EXERCISE DATA:
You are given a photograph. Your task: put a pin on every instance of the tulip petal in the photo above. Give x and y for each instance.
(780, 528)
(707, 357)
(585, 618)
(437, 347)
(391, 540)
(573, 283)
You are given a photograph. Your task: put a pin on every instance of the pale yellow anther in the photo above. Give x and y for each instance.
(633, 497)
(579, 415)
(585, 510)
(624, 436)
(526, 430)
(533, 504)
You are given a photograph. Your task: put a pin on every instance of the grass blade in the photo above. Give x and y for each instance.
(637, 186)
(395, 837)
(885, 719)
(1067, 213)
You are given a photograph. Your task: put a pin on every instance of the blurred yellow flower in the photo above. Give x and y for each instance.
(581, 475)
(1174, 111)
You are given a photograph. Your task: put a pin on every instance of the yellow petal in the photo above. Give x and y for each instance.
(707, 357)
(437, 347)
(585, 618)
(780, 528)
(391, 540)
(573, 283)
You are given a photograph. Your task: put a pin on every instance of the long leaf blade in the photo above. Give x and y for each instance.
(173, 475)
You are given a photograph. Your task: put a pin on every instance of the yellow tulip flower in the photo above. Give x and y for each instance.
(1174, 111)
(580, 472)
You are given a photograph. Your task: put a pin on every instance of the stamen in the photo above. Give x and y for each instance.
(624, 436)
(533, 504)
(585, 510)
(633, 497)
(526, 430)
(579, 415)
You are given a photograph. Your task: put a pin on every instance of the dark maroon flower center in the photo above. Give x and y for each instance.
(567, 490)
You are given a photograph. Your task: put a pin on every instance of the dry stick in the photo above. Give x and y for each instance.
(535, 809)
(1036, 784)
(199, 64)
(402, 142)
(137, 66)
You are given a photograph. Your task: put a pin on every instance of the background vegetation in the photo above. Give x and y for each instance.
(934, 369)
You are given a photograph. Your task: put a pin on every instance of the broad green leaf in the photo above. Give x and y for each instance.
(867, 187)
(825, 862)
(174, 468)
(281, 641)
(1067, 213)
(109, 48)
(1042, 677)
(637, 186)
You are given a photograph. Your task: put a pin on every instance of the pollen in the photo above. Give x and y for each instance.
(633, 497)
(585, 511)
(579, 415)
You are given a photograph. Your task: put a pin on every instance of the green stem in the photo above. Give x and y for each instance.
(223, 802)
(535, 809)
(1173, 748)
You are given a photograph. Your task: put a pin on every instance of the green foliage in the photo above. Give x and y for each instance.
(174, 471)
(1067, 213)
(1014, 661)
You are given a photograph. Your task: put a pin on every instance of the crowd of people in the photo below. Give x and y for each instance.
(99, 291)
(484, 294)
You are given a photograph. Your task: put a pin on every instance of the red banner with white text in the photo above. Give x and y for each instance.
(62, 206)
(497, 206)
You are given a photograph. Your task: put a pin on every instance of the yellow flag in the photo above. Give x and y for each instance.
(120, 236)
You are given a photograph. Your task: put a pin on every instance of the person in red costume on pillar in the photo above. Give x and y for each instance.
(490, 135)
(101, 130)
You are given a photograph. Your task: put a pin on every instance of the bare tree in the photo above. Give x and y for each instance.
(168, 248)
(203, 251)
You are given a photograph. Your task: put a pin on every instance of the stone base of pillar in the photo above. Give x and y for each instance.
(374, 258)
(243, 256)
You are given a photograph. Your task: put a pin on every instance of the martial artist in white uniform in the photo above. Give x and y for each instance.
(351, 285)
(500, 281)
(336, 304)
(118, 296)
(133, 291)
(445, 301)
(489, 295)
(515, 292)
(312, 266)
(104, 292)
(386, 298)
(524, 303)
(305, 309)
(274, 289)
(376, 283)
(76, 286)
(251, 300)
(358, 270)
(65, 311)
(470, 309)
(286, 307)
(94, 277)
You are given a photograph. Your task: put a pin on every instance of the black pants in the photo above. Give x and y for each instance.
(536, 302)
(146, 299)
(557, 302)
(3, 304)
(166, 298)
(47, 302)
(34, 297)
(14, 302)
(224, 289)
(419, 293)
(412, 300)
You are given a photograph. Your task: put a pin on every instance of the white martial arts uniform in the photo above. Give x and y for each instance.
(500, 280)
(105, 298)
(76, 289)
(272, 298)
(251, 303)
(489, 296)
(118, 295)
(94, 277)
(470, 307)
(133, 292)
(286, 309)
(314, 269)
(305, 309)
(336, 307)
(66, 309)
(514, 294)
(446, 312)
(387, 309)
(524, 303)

STATED PROBLEM:
Exactly reproduce every line of the data above.

FINISHED ANSWER:
You are given a photograph. Your task: put a pin on every instance of the tulip petal in the photo above. Give x and y for each instance.
(780, 528)
(707, 357)
(585, 618)
(437, 347)
(391, 540)
(573, 283)
You are given a photograph. Your task: put a pin on every instance of the pale yellow anther in the photo above. Give x and y for each instance.
(633, 497)
(579, 415)
(585, 510)
(624, 436)
(526, 430)
(533, 504)
You are given a photograph. Your task: put a pin on every instance of the grass blade in the photo above. Give x and y for each instance.
(637, 186)
(395, 837)
(885, 719)
(1067, 213)
You are given a photograph. Your task: put a pin on every instance of the blurred yellow flower in the photo above. Give x and y for each instance.
(581, 475)
(1174, 111)
You are given a photograph. Your task: put a pin on every instance of the yellow petal in the photo above. Give x and y for each instance.
(707, 357)
(437, 347)
(585, 618)
(780, 528)
(391, 540)
(573, 283)
You are given a photograph. Your task: put a pin on every instance of the long leaf blade in the photo above. Give x and y for each instance.
(173, 475)
You are given a photograph. Your task: put a pin on every instance of the yellow tulip flower in the photo above. Give x and y for each instance.
(1174, 111)
(580, 472)
You are given a photograph. Your task: put a pin on every instance of the stamen in the photo above. Give x and y for each instance.
(624, 436)
(533, 504)
(585, 510)
(633, 497)
(526, 430)
(579, 415)
You are given a photograph. Your task: put a pin on every instance of the dark maroon flower center in the photo above. Give x and y for each instance.
(567, 490)
You are given a photograph. Your task: put a pin on every instance of the dry stick in the photo above. Give x and y for each instance.
(535, 809)
(1036, 784)
(199, 64)
(402, 142)
(137, 66)
You are given a photograph. Your task: put a pin on every instance of the background vegetation in the photo above. Give x and y for each instance.
(934, 369)
You are given a photograph. Your task: put a pin on every instance of the broad green leaf in the photo above. Give x and y for each instance.
(867, 187)
(825, 862)
(174, 468)
(281, 641)
(1067, 213)
(109, 48)
(1042, 677)
(637, 186)
You are given a photograph. Your task: put a pin on every instance of the pollen in the photo above. Give x and y for each instance.
(633, 497)
(585, 511)
(579, 415)
You are given a photograph. Your task: put a pin on every instance of the green stem in the photo above. Give x and y for each instance.
(223, 802)
(535, 809)
(1173, 748)
You are given a photograph. Your task: put a pin on every instance of the green foliage in the photo above. Give x and y for each instance.
(174, 471)
(1067, 213)
(1014, 661)
You are given a photograph. Your task: put a pin on every instance of the crowd of people in the photo below. Give x and y for each instance.
(99, 291)
(484, 294)
You are given a photograph. Your task: put a pin on every instance of the red banner with white text in the photo above. Give x and y for each instance.
(62, 206)
(497, 206)
You are given a photograph. Your task: put a pin on every instance of the yellow flag in the photo above. Give x and y for each instance.
(120, 236)
You are given a photograph. Your task: put a pin on every instance of the person in red costume on pillar in the photo above. Give x and y for each instance.
(490, 135)
(101, 130)
You are given a photograph. Your task: put a pin on every instance of the bare tree in the photo above. Give x and y for each instance.
(168, 248)
(203, 251)
You are given a photograph. Your task: put a pin on every instance of the stone base of pillar in the photo above. Give x and y for each instance.
(374, 258)
(243, 256)
You are given a photograph. Your task: put a pin on every instance of the martial artist in white uniform in the photo above. Give x and y for each instance.
(351, 285)
(500, 281)
(336, 304)
(118, 296)
(133, 291)
(445, 301)
(489, 295)
(515, 292)
(312, 266)
(104, 292)
(386, 298)
(524, 303)
(305, 309)
(274, 289)
(376, 283)
(76, 286)
(251, 300)
(358, 270)
(65, 311)
(470, 309)
(286, 307)
(94, 277)
You are given a photograph. Your task: put a pin on every instance of the black pants in the photo above. Give x and y for each instance.
(536, 302)
(146, 299)
(557, 302)
(3, 304)
(166, 298)
(47, 302)
(34, 297)
(14, 302)
(224, 289)
(419, 293)
(412, 300)
You are given a photograph. Your task: put a pin on every instance of the white martial arts uniform in the photo above. Give x and y for each instance.
(500, 280)
(105, 298)
(76, 289)
(272, 298)
(251, 303)
(489, 296)
(118, 295)
(94, 277)
(470, 307)
(133, 292)
(286, 309)
(314, 269)
(305, 309)
(336, 307)
(66, 309)
(514, 294)
(446, 312)
(387, 309)
(524, 303)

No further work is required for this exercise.